===== Exercise materials

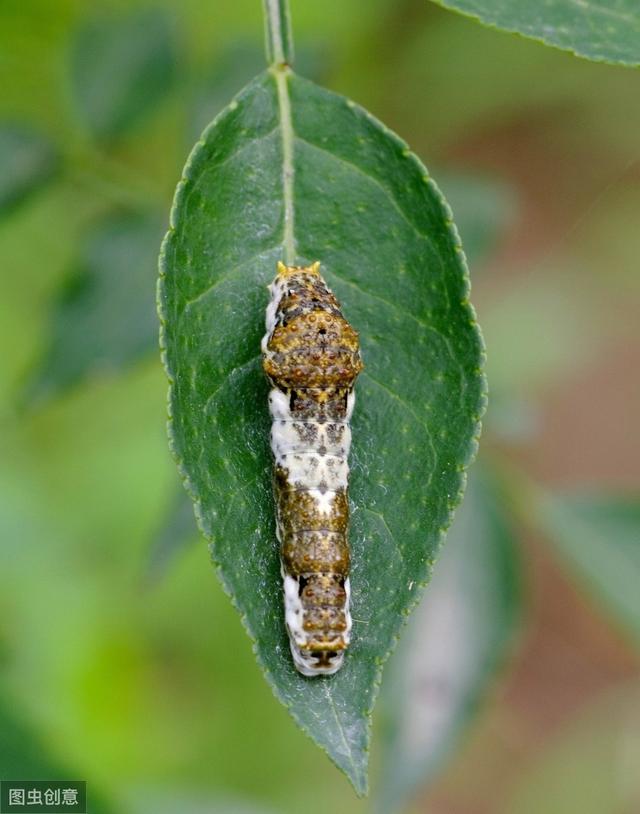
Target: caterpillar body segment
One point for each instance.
(311, 356)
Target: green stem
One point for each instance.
(278, 37)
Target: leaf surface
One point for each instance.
(600, 30)
(290, 171)
(457, 638)
(600, 537)
(27, 160)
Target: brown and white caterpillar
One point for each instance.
(311, 356)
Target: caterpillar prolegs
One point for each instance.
(311, 356)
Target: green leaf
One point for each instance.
(457, 638)
(178, 531)
(105, 317)
(120, 69)
(483, 208)
(600, 537)
(600, 30)
(24, 755)
(27, 161)
(292, 171)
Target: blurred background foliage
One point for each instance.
(515, 687)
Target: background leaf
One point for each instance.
(483, 208)
(105, 316)
(364, 206)
(27, 160)
(24, 756)
(121, 67)
(456, 638)
(604, 31)
(600, 537)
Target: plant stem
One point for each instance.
(278, 37)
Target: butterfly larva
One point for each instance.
(311, 356)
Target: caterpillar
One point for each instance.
(311, 357)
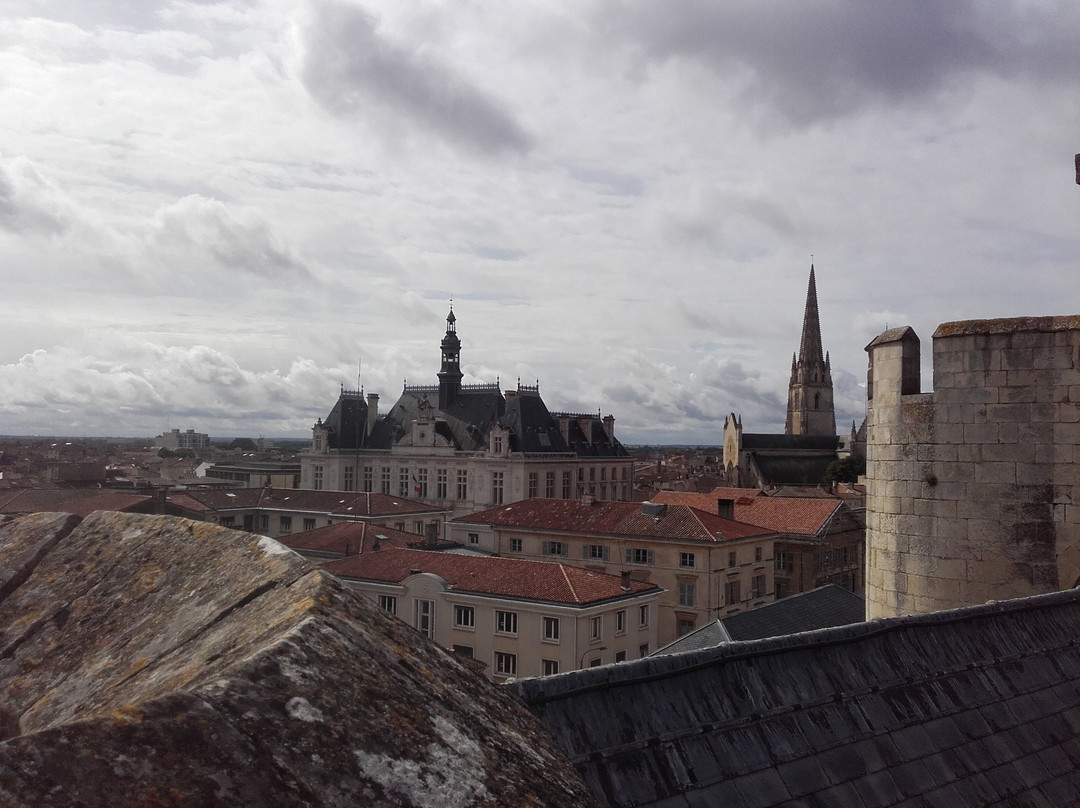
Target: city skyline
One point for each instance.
(212, 216)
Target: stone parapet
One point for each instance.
(970, 487)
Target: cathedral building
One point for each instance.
(466, 446)
(801, 455)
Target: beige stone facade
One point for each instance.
(973, 490)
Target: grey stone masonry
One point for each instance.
(973, 490)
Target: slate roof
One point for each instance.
(821, 608)
(339, 503)
(516, 578)
(805, 515)
(767, 442)
(622, 519)
(979, 705)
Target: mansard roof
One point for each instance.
(517, 578)
(339, 503)
(620, 519)
(976, 705)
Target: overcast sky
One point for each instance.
(212, 213)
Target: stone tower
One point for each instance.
(810, 391)
(449, 374)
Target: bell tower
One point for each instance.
(810, 408)
(449, 375)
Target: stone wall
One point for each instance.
(973, 490)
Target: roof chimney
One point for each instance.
(726, 508)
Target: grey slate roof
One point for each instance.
(821, 608)
(973, 707)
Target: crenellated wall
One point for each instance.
(973, 490)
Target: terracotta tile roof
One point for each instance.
(623, 519)
(806, 515)
(296, 499)
(81, 501)
(532, 580)
(348, 538)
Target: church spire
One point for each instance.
(449, 374)
(810, 351)
(810, 391)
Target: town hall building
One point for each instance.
(463, 446)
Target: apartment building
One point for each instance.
(515, 617)
(707, 565)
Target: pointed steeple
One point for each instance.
(810, 351)
(449, 374)
(810, 391)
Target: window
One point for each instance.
(464, 617)
(687, 593)
(783, 562)
(757, 587)
(505, 664)
(731, 592)
(505, 622)
(424, 617)
(551, 629)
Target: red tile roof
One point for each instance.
(532, 580)
(623, 519)
(348, 538)
(351, 503)
(806, 515)
(82, 501)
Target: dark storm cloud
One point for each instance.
(814, 61)
(352, 70)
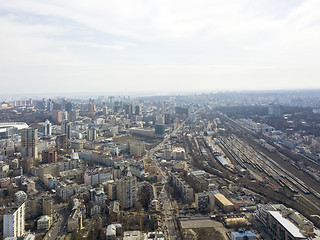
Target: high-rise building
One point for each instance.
(128, 109)
(14, 221)
(47, 128)
(49, 156)
(105, 111)
(29, 142)
(61, 142)
(137, 110)
(127, 192)
(64, 115)
(66, 128)
(91, 107)
(57, 116)
(92, 134)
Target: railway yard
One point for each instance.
(237, 155)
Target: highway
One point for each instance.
(171, 230)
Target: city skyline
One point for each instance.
(72, 47)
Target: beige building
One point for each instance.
(44, 223)
(29, 143)
(14, 221)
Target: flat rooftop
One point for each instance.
(289, 226)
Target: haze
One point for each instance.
(104, 46)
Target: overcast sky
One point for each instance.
(163, 45)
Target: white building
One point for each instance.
(47, 128)
(13, 221)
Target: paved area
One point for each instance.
(197, 223)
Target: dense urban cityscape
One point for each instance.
(222, 165)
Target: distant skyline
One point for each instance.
(158, 46)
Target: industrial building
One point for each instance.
(223, 202)
(242, 234)
(282, 228)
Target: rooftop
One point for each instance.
(289, 226)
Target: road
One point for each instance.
(167, 206)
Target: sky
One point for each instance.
(59, 46)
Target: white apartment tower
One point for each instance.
(13, 222)
(47, 128)
(66, 128)
(29, 142)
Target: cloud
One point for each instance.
(177, 43)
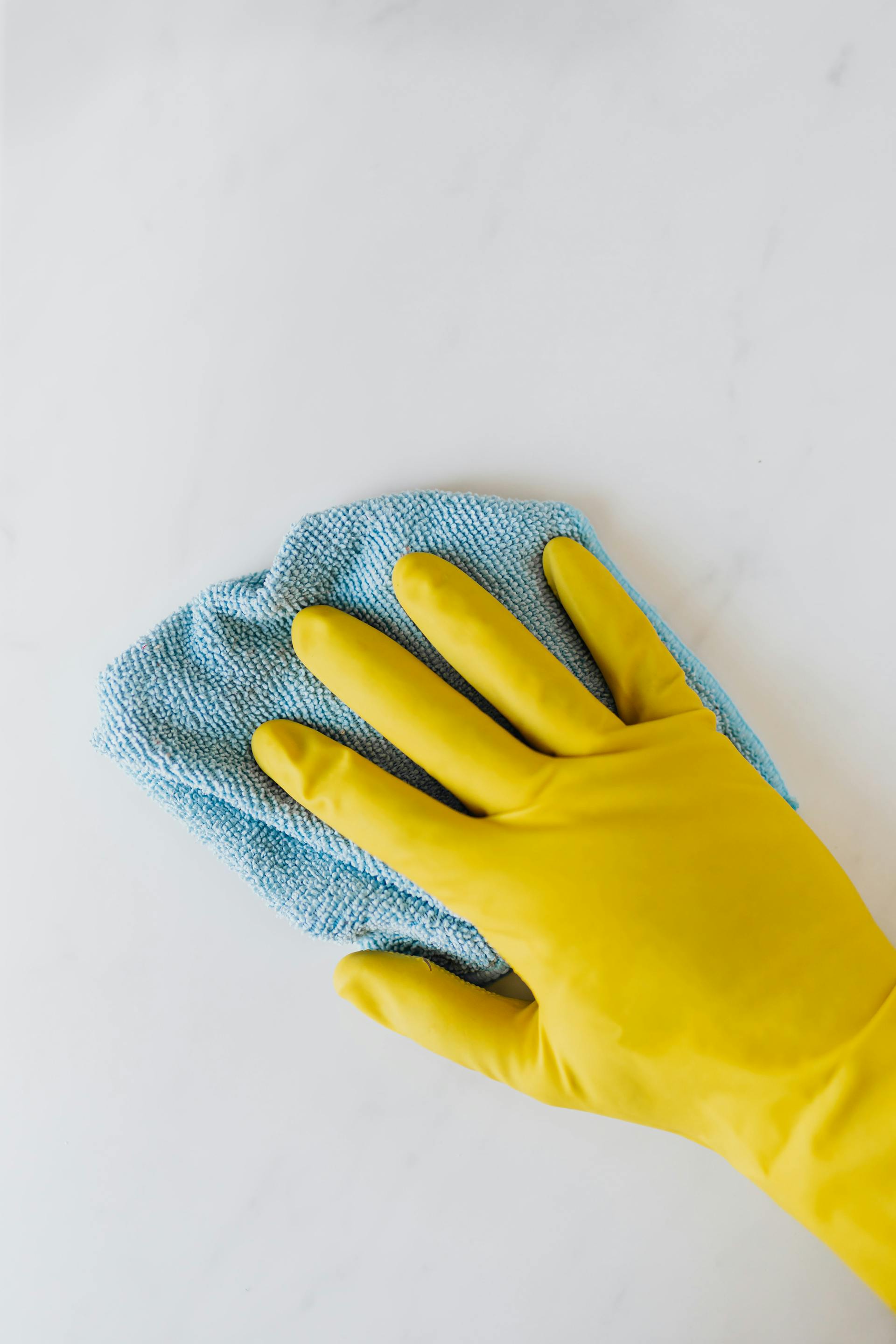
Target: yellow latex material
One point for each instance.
(698, 959)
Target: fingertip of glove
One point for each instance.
(348, 972)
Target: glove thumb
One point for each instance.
(475, 1027)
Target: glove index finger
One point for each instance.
(645, 679)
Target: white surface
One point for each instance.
(266, 257)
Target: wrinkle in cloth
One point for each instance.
(179, 707)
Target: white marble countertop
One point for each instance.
(261, 259)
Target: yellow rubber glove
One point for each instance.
(699, 960)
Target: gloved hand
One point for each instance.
(699, 960)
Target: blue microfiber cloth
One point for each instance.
(179, 707)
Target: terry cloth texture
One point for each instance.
(179, 707)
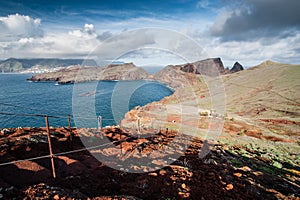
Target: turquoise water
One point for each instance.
(17, 96)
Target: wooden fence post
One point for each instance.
(69, 126)
(50, 147)
(99, 122)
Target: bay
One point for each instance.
(19, 97)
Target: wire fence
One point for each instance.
(51, 154)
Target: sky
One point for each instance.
(152, 33)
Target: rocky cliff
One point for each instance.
(127, 71)
(209, 67)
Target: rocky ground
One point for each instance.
(227, 171)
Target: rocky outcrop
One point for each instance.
(208, 67)
(127, 71)
(236, 68)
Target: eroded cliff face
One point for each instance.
(73, 74)
(236, 67)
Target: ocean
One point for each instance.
(21, 100)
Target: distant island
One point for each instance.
(40, 65)
(128, 71)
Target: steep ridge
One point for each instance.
(19, 65)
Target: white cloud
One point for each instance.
(203, 4)
(14, 27)
(88, 31)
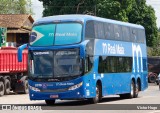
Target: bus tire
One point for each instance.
(26, 89)
(132, 94)
(1, 88)
(7, 85)
(98, 96)
(50, 102)
(152, 78)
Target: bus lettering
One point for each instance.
(113, 49)
(137, 52)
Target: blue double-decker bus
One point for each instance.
(85, 57)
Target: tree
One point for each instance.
(133, 11)
(145, 16)
(15, 7)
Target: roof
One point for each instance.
(83, 18)
(14, 20)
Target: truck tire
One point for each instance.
(1, 88)
(7, 85)
(26, 90)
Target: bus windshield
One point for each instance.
(55, 64)
(56, 34)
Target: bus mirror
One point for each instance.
(20, 49)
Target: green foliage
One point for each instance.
(15, 7)
(133, 11)
(145, 16)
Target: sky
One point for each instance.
(38, 9)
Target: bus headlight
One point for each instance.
(75, 86)
(34, 89)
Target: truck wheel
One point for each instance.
(50, 102)
(7, 86)
(1, 88)
(26, 90)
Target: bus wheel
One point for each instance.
(50, 102)
(7, 87)
(1, 88)
(97, 98)
(26, 90)
(137, 89)
(134, 92)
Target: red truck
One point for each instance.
(13, 74)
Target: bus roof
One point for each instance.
(83, 18)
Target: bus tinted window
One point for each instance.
(56, 34)
(141, 36)
(125, 33)
(68, 33)
(117, 32)
(99, 30)
(111, 31)
(89, 31)
(106, 31)
(114, 64)
(42, 35)
(134, 35)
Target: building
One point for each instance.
(18, 28)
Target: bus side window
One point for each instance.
(141, 36)
(134, 35)
(89, 31)
(111, 31)
(106, 31)
(99, 30)
(125, 33)
(117, 32)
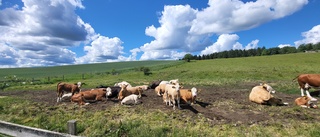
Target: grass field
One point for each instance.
(278, 70)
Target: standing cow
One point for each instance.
(65, 87)
(306, 81)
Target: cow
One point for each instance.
(305, 102)
(154, 84)
(132, 99)
(160, 89)
(262, 95)
(89, 96)
(126, 91)
(188, 95)
(306, 81)
(173, 81)
(123, 83)
(173, 95)
(113, 92)
(65, 87)
(144, 87)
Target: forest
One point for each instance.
(255, 52)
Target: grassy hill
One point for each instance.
(279, 69)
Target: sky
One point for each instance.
(40, 33)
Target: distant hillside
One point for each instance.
(37, 72)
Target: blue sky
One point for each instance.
(61, 32)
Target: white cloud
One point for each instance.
(224, 42)
(102, 49)
(252, 45)
(225, 16)
(227, 42)
(190, 30)
(42, 38)
(311, 36)
(33, 38)
(284, 45)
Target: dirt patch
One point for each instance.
(220, 105)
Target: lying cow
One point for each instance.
(113, 92)
(305, 101)
(144, 87)
(306, 81)
(89, 96)
(126, 91)
(123, 83)
(188, 95)
(65, 87)
(262, 95)
(132, 99)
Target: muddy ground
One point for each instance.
(220, 105)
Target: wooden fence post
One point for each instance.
(72, 127)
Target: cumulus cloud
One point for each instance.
(41, 38)
(225, 16)
(102, 49)
(311, 36)
(33, 38)
(284, 45)
(184, 29)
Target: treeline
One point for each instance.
(255, 52)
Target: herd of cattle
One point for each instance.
(173, 92)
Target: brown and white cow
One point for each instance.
(306, 81)
(126, 91)
(65, 87)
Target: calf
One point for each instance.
(126, 91)
(65, 87)
(132, 99)
(306, 81)
(160, 89)
(89, 96)
(188, 95)
(113, 92)
(173, 95)
(305, 101)
(154, 84)
(123, 83)
(144, 87)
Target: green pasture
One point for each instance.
(278, 70)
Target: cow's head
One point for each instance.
(176, 87)
(174, 81)
(268, 88)
(194, 92)
(108, 93)
(79, 84)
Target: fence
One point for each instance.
(16, 130)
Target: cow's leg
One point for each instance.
(174, 103)
(302, 91)
(178, 100)
(312, 98)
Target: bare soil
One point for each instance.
(220, 105)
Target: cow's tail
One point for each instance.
(58, 87)
(295, 78)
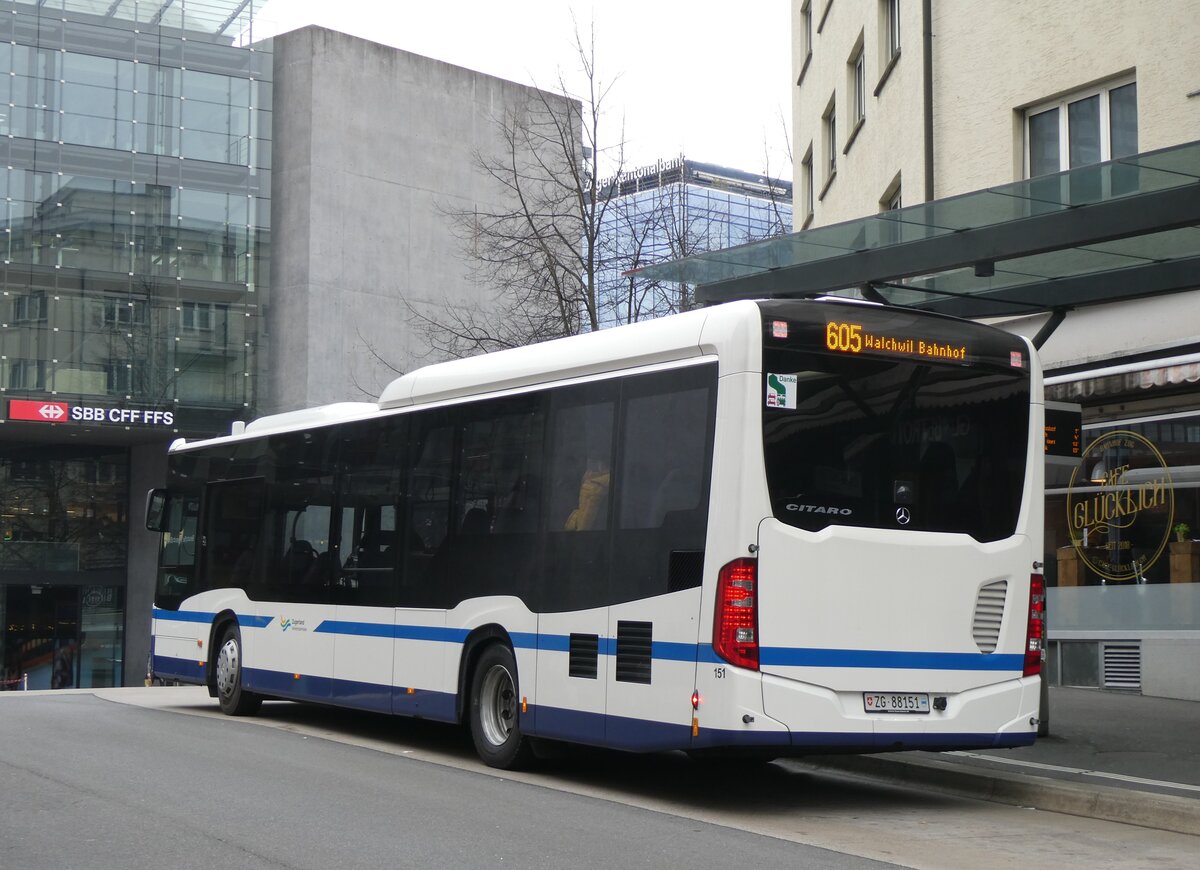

==========

What is asked:
Pull out every line in the rows above that contains the string "surface", matching case exactly.

Response below:
Target: leaf surface
Target: white surface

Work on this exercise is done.